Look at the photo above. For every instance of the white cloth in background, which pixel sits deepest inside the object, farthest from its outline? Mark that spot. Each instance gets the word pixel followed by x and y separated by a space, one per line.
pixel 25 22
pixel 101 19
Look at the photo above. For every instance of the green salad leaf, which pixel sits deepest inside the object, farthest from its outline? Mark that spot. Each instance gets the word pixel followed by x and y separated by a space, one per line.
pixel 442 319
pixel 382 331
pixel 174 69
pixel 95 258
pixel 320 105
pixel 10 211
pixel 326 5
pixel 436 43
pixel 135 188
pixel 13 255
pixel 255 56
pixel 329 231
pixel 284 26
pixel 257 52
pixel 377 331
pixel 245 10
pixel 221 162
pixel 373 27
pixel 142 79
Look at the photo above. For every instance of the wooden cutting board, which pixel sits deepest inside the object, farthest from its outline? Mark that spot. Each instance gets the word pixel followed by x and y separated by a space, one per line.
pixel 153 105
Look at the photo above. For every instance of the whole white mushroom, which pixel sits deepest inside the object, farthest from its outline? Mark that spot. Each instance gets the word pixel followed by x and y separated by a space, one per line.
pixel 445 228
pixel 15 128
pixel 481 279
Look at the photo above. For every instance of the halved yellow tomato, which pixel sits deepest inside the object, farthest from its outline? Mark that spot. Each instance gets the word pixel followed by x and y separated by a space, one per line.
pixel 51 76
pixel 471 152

* * * * * * *

Exercise
The entire set of records should be returned exactly.

Solution for this problem
Look at the photo above. For every instance of the white cloth in background, which pixel sits deepest inside the object, farthest from its outline? Mark that spot. Each instance gets the word pixel followed by x and y separated by a space, one per line.
pixel 25 22
pixel 101 19
Look at the photo above. For every instance of the green salad leaf, which pixel sits deepest inside the object, farthest from its outline? Mark that spot. Each instance gets the word pixel followed by x and y separated by a space, one per line.
pixel 442 319
pixel 382 331
pixel 174 69
pixel 95 258
pixel 320 105
pixel 10 211
pixel 326 5
pixel 436 43
pixel 135 188
pixel 13 255
pixel 255 56
pixel 329 231
pixel 284 26
pixel 257 52
pixel 377 331
pixel 245 10
pixel 221 162
pixel 373 27
pixel 142 79
Look at the photo above. For every instance of the wooden cutting board, which pixel sits deepest inside the object, farthest from its outline? Mark that spot. Each instance gets the word pixel followed by x and y separated by a space, one per line.
pixel 153 105
Look at the photo above. For every instance of the whole white mushroom, which pixel sits deepest inside the object, farthest from its outline? Mark that spot. Each instance gets the word pixel followed by x and y separated by a space, one per line.
pixel 445 228
pixel 15 128
pixel 481 279
Look at the photo above. For every instance of the halved yellow tomato, which pixel sits deepest inside the object, farthest from its outline? Mark that spot. Each instance gets the word pixel followed by x and y separated by a space, one per line.
pixel 51 76
pixel 471 152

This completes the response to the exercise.